[Dataset records on object locations]
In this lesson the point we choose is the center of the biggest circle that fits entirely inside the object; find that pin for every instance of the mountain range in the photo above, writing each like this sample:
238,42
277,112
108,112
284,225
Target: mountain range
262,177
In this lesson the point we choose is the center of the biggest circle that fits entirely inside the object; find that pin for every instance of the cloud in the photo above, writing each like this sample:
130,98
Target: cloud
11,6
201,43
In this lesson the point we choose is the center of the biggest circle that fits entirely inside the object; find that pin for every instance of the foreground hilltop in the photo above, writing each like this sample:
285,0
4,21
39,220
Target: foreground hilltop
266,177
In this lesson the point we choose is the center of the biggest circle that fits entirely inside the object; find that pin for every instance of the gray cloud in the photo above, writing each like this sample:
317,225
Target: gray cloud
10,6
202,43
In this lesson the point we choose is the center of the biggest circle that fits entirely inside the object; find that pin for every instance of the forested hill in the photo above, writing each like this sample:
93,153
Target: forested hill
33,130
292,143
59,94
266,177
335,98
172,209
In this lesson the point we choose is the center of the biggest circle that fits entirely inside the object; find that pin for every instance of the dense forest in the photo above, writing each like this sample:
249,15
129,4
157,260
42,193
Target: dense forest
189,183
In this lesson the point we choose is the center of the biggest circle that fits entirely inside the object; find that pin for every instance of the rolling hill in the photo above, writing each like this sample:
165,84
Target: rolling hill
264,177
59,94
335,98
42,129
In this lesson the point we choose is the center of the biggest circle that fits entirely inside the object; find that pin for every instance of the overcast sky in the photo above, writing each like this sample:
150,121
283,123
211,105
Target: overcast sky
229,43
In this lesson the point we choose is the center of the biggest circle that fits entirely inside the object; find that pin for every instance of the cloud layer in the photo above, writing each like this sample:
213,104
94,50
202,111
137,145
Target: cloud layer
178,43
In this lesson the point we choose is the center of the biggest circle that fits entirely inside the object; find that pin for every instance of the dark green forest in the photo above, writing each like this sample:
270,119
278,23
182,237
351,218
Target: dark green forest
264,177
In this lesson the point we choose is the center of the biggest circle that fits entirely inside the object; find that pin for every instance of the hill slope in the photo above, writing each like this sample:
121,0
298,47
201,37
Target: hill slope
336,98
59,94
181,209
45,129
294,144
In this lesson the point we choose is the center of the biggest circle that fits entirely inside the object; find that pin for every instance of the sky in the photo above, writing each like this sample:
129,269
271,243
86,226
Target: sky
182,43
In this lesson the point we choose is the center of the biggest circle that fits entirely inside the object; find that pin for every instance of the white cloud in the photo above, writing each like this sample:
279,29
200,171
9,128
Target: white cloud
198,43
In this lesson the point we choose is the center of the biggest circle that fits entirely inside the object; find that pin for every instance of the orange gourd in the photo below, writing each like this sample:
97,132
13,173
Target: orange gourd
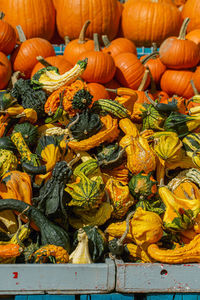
78,46
179,53
8,36
57,61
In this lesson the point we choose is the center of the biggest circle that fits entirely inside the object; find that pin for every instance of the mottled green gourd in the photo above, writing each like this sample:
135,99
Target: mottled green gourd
151,117
29,132
142,186
82,99
85,125
85,192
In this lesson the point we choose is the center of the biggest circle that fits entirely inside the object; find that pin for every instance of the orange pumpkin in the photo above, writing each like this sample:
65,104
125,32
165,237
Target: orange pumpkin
179,53
129,70
57,61
78,46
100,67
103,14
98,91
8,36
5,70
191,9
117,46
36,17
145,22
194,36
24,56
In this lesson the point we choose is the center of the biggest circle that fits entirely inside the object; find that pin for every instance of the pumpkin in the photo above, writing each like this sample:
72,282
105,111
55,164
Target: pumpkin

Exercise
Rewrite the records from the line containing "of the mottled" through the end of the records, replacing "biggest circle" with "largest circle" and keeping everything else the same.

The answer
In this lesson the point we choose is the center of the largest circle that fits entirely inside the object; find that pin for every instance of the mottled green gourd in the photo above, writing each like this sample:
135,99
Target: mottled green gourd
151,117
29,132
142,186
82,99
85,125
85,192
In this lesson the point we choose is the center of the largest circle that fits entirely inside the object; find that pin for every instance of the orange pumpkin in the photo above, writing each like this sample:
65,104
125,32
165,237
Target: orange pumpkin
179,53
129,70
57,61
78,46
100,67
103,14
98,91
8,36
5,70
191,9
117,46
36,17
145,22
194,36
24,56
In this lesson the point we choose is the center of the largest circle that fits entirely inside the object; find that pin for every instance of the pumpkin in the photo above, writing each like this sample:
72,282
105,111
55,164
Target: pumpkin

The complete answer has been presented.